----- Data provided

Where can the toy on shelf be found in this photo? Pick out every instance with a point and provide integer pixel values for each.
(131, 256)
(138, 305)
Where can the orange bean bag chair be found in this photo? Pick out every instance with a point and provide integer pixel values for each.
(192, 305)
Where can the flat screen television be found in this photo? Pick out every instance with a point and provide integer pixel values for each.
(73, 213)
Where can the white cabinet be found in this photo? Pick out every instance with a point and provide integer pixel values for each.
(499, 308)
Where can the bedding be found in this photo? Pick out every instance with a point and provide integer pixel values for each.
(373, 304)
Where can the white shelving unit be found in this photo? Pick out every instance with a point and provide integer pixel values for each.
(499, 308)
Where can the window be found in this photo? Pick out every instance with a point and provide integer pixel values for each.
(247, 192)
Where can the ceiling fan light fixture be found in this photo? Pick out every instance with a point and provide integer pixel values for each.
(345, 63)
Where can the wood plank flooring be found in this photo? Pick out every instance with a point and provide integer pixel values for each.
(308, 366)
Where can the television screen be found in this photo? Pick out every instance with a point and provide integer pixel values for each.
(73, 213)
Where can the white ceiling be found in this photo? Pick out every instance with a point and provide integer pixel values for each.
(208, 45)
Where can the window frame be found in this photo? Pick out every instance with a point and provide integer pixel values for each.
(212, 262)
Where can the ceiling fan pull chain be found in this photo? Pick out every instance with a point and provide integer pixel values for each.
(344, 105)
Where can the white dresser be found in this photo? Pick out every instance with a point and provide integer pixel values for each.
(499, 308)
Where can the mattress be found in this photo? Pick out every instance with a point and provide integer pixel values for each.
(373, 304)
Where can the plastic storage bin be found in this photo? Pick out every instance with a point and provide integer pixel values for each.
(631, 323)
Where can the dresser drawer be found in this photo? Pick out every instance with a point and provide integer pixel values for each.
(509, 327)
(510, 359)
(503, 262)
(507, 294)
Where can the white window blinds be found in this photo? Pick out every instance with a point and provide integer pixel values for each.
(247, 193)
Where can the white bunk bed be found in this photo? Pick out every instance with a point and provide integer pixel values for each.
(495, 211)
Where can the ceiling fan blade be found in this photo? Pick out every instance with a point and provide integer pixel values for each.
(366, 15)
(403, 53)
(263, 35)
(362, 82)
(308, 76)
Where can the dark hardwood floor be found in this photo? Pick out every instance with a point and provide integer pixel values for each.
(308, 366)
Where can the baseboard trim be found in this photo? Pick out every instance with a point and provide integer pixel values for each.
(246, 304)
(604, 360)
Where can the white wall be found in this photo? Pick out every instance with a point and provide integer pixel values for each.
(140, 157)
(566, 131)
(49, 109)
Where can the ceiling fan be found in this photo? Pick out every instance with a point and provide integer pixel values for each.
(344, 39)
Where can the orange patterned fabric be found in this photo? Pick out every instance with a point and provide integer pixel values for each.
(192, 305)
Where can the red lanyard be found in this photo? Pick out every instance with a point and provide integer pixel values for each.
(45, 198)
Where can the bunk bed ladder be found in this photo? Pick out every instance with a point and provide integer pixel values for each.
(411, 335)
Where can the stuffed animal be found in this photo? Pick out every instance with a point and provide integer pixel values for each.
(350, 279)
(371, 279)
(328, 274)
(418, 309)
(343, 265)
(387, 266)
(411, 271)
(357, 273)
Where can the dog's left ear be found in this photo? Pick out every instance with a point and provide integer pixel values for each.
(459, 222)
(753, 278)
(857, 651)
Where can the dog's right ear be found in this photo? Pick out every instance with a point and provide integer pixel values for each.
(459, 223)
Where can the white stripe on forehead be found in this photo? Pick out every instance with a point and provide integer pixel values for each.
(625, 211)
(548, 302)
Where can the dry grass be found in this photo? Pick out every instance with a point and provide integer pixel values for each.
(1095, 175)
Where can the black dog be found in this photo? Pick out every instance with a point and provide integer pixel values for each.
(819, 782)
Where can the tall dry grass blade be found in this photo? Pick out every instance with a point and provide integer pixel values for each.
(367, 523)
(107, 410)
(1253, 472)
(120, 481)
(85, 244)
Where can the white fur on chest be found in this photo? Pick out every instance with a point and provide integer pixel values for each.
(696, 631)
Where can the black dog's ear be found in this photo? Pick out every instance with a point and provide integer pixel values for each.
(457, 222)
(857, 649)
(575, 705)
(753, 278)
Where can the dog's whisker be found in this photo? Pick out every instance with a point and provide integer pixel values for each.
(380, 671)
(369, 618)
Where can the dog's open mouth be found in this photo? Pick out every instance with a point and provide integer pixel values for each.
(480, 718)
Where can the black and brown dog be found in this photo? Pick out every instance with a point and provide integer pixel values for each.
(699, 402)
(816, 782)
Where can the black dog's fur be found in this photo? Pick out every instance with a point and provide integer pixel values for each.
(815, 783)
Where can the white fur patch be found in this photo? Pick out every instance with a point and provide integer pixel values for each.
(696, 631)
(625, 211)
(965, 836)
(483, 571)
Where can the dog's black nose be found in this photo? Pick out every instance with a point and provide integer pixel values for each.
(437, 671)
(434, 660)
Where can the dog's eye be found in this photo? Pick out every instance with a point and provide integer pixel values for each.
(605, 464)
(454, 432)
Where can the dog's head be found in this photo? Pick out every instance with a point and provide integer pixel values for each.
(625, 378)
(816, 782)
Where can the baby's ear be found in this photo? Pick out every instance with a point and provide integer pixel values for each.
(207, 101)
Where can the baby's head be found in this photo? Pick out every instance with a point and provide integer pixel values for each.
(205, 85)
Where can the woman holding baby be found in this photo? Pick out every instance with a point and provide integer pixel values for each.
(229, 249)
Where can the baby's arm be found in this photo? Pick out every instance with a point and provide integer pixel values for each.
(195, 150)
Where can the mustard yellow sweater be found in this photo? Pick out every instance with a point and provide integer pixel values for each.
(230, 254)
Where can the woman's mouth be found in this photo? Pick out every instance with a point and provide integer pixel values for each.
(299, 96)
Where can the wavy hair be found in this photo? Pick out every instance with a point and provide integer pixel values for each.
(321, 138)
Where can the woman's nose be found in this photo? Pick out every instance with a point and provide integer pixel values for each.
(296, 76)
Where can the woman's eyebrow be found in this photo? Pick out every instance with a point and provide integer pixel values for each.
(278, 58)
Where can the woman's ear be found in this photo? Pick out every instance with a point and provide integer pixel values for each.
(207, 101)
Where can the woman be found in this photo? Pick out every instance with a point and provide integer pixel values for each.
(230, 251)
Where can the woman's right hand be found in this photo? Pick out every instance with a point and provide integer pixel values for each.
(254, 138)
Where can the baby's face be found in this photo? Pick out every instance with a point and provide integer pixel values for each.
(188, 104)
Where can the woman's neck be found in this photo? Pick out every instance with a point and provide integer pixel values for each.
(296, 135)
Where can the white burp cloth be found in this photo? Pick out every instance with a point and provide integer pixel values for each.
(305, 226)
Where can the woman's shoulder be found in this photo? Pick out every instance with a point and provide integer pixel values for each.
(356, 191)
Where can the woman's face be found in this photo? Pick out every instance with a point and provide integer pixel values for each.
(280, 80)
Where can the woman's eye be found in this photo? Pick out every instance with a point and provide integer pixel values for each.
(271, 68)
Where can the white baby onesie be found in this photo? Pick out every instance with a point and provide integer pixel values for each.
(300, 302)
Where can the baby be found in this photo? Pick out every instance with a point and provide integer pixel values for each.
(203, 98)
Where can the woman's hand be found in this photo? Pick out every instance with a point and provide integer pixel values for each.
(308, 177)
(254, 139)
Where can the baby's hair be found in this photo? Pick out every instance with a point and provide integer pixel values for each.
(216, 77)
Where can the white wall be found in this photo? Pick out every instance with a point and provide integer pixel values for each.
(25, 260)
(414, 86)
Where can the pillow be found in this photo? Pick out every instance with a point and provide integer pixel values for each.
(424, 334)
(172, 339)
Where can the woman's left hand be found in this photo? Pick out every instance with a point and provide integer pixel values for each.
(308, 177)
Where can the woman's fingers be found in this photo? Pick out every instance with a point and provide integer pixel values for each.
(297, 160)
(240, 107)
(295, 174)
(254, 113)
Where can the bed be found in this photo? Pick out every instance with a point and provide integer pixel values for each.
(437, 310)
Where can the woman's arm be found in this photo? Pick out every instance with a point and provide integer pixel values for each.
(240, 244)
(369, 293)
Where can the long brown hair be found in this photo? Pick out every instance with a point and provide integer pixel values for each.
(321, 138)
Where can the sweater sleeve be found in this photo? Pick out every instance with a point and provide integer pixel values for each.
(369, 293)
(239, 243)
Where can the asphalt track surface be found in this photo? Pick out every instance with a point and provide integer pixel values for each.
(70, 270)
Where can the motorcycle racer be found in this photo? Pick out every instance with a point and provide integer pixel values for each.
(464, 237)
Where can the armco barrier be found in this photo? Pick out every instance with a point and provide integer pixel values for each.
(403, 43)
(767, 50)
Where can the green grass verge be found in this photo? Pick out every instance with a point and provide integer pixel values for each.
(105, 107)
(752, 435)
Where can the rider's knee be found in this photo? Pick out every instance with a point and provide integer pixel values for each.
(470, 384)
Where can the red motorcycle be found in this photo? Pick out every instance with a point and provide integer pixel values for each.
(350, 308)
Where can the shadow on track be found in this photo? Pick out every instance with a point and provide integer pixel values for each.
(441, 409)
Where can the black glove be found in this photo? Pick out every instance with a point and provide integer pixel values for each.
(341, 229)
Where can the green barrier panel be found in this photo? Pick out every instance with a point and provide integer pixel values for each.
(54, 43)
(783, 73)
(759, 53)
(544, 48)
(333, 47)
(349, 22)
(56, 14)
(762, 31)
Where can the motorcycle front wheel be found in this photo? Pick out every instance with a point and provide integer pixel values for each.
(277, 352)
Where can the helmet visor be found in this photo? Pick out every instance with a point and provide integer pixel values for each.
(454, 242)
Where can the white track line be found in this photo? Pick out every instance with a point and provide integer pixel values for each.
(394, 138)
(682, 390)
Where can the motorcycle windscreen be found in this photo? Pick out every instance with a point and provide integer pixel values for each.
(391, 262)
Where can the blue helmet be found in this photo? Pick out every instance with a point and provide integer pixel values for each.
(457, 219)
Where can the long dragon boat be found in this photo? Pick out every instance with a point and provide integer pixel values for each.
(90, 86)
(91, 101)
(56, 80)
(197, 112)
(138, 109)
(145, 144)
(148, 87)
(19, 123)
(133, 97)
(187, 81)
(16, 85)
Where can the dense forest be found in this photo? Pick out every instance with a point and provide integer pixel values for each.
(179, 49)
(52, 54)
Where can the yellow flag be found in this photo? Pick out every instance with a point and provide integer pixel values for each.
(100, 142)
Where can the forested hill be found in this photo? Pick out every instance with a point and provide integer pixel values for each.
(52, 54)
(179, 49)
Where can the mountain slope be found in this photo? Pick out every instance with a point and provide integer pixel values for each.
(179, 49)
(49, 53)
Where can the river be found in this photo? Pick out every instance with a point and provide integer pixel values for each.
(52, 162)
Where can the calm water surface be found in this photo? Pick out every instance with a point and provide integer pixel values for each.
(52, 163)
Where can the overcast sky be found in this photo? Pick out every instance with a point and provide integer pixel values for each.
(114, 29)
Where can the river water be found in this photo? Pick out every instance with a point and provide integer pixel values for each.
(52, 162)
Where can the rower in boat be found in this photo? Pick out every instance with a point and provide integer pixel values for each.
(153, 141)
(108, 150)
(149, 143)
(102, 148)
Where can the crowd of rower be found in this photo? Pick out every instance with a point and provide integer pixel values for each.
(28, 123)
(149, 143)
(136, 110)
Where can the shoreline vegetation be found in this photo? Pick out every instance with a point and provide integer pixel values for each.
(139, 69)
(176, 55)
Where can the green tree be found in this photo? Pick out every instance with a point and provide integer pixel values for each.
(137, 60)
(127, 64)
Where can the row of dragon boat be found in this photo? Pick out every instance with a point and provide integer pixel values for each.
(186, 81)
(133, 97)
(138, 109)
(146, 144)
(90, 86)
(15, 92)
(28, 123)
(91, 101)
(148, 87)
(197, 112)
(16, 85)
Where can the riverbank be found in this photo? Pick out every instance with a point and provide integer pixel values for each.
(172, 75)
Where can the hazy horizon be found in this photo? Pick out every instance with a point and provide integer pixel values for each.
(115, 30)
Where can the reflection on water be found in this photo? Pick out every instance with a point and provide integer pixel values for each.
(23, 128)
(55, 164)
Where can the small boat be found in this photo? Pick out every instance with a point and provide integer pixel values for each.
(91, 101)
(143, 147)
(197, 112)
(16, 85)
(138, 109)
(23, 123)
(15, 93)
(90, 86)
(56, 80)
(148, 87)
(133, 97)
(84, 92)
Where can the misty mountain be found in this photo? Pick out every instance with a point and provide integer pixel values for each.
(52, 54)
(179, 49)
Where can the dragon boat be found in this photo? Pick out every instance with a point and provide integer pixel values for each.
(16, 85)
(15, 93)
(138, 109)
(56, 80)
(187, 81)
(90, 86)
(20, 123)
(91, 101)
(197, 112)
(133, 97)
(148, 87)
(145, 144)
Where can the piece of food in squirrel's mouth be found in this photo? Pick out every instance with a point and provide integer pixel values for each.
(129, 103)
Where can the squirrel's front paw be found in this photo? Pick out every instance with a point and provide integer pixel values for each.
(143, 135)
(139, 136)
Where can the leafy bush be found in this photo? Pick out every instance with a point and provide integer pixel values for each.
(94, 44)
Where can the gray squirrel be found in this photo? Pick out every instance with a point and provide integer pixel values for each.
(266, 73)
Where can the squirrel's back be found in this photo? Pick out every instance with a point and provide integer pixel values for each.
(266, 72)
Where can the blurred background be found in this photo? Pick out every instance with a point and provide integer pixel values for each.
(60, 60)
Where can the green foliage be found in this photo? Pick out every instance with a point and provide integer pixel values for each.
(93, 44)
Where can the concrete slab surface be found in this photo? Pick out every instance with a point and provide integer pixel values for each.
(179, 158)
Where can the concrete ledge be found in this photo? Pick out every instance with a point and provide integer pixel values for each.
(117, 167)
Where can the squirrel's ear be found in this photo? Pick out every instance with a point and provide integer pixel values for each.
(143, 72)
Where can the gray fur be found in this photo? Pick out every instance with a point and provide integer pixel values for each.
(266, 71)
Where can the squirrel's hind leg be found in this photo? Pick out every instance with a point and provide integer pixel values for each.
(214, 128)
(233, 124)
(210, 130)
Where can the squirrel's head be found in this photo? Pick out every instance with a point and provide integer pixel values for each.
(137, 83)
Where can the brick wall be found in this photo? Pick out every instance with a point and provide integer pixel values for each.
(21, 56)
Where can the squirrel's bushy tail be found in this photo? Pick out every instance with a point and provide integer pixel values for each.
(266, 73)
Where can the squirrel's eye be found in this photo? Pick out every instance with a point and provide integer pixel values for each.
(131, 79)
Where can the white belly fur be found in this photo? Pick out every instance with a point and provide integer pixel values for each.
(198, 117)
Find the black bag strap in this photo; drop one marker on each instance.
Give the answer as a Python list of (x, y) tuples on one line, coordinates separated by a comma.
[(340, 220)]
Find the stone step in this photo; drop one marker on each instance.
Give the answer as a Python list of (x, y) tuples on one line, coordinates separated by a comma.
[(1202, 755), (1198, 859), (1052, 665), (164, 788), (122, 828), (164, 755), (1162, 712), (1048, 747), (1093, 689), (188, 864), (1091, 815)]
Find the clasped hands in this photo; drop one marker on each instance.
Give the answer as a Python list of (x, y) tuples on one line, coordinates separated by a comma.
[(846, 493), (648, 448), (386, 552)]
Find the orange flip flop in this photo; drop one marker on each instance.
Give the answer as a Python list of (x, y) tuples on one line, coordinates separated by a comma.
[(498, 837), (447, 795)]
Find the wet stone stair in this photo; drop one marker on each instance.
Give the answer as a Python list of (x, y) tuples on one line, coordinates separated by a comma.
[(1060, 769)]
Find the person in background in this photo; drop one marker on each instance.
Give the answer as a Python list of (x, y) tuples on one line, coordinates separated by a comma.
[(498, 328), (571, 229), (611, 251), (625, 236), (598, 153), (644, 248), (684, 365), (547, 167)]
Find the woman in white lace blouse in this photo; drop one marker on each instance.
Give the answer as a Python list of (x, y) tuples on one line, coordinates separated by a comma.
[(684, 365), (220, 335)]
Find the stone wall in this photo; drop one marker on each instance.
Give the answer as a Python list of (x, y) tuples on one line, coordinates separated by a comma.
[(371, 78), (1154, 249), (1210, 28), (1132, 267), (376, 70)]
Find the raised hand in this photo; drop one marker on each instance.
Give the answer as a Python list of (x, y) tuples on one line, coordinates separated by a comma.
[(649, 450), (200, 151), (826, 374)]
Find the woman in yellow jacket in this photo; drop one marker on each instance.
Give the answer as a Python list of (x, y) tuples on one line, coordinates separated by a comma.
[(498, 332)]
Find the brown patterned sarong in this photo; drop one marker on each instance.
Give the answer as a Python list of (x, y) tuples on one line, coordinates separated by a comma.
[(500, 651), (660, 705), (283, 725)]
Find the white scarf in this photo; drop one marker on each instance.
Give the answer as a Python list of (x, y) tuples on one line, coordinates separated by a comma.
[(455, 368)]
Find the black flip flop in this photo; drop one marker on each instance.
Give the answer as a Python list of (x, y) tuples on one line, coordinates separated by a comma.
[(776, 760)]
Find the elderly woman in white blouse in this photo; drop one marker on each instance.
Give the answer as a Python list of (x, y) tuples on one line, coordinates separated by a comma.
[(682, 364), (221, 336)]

----------

Return every line of the data above in which "flip" appears.

Solution to the exercise:
Find the orange flip flop in this photo; drop one marker on each instance.
Find the black flip flop in this photo; drop one marker on each instance.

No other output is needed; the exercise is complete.